Image source: Getty Images
How large would a Stocks and Shares ISA need to be to generate a £3,000 second income each month? If invested in 6%-yielding assets (like dividend shares, bonds and investment trusts), the figure comes out at £600,000.
The calculation’s simple: a second income of £3,000 a month works out at £36,000 a year which, when divided by a 6% yield, gives a figure of £600,000. Thanks to the ISA’s tax benefits, an investor doesn’t have to pay a single penny from their portfolio to the taxman.
That £600k may look like a substantial sum of money. And to be fair, it is. But thanks to two key forces — the power of compound returns, and the enormous growth potential of the global stock market — hitting this magic number is more than achievable over time.
Please note that tax treatment depends on the individual circumstances of each client and may be subject to change in future. The content in this article is provided for information purposes only. It is not intended to be, neither does it constitute, any form of tax advice. Readers are responsible for carrying out their own due diligence and for obtaining professional advice before making any investment decisions.

[Set task]:
Render into Spanish the following sentence from the passage on ISA income: "The content in this article is provided for information purposes only."

Rows of box annotation data:
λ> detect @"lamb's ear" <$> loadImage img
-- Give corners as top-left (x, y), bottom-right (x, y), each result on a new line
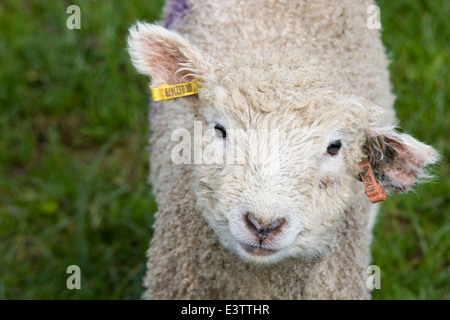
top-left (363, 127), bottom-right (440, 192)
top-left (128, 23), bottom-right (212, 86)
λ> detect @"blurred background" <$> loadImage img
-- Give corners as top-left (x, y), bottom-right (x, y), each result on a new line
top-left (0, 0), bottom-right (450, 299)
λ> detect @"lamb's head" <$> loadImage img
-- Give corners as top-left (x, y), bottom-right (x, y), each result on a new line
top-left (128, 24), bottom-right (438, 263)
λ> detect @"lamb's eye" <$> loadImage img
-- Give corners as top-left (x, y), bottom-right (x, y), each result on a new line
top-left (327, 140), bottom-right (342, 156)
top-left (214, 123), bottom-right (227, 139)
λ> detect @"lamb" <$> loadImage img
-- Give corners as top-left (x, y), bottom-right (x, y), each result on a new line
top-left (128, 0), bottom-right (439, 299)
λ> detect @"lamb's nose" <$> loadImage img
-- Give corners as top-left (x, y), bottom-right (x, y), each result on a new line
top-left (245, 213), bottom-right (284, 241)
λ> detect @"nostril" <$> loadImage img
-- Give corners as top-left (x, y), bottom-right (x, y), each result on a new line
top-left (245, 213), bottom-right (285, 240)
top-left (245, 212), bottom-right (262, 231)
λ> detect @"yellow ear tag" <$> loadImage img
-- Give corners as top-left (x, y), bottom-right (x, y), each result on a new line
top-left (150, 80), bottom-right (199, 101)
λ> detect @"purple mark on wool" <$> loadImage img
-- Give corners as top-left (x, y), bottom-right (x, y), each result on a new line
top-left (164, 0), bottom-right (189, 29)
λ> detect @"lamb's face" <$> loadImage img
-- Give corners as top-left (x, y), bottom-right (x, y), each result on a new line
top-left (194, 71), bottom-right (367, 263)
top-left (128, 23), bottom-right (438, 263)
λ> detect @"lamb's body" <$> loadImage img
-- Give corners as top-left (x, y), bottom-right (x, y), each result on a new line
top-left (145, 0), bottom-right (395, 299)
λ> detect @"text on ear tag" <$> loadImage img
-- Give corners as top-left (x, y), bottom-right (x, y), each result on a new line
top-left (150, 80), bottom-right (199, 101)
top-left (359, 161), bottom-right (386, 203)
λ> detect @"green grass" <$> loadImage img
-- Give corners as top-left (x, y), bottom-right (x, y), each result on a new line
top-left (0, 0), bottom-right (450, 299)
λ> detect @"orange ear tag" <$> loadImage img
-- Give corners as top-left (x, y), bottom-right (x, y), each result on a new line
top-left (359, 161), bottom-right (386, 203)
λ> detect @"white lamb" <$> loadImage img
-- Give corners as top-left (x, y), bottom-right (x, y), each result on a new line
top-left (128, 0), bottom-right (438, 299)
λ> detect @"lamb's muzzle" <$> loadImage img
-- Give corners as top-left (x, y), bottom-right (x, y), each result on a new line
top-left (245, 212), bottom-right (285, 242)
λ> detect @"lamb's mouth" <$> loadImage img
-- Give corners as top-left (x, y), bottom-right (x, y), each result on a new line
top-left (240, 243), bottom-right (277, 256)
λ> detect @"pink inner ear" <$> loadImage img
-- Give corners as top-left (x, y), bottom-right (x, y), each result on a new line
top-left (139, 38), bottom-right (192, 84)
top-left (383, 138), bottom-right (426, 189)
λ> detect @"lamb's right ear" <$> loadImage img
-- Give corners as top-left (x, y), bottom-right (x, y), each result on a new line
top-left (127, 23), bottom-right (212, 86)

[Answer to this problem]:
El contenido de este artículo se proporciona únicamente con fines informativos.